§ THE REQUEST: Please find each line in the listing below that contains the string "hair", and copy those lines out. Case counts.

(Point annotations for photos)
------------------------------------------------------------------------

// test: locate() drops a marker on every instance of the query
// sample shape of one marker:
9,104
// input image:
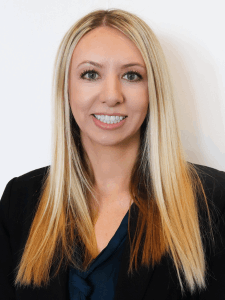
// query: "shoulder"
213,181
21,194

------------------------------------------------------------------------

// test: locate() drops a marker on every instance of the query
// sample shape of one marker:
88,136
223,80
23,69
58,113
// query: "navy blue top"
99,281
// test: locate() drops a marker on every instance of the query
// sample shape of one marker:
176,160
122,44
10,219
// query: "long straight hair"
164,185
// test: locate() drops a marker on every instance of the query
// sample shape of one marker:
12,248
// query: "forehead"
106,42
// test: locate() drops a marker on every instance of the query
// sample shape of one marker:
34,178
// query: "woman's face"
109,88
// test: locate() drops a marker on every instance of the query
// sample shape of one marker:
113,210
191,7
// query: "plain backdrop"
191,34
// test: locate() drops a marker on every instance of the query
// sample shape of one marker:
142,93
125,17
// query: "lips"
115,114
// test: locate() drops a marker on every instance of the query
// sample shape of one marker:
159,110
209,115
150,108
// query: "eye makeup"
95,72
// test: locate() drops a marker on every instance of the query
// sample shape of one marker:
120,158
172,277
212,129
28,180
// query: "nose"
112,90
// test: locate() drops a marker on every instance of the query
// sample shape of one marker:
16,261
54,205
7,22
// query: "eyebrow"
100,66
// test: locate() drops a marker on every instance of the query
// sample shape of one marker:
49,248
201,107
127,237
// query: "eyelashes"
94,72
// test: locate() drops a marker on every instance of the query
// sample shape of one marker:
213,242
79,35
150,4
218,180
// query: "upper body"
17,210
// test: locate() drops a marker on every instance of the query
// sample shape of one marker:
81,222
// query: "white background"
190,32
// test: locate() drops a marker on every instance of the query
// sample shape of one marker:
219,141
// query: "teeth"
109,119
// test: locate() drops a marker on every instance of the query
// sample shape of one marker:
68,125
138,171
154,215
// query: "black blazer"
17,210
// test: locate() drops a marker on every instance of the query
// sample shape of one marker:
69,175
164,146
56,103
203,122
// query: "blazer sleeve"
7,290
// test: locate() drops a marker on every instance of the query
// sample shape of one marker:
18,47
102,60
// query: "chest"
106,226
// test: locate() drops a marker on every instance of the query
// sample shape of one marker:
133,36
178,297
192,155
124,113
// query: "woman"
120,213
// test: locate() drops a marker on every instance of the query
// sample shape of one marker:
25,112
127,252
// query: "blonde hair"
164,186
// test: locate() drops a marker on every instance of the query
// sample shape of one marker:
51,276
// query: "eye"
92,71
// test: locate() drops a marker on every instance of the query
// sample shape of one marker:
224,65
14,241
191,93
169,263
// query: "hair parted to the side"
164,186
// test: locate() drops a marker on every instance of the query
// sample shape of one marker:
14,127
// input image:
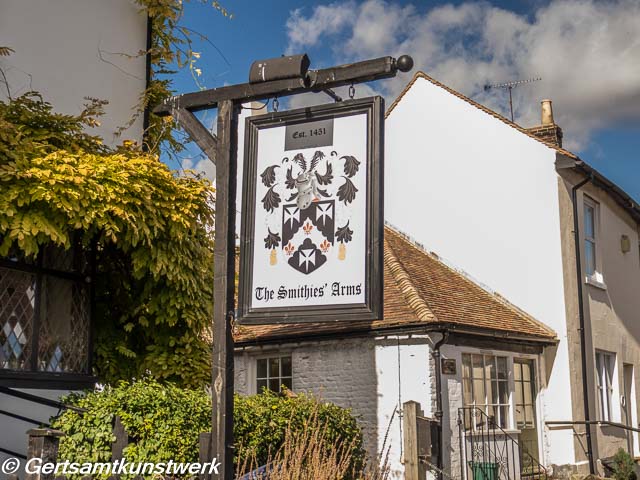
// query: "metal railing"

------------------------------------------------------------------------

§ THE RESULT:
// query: "long straight hair"
// query: "blonde hair"
// query: "hair parted to the side"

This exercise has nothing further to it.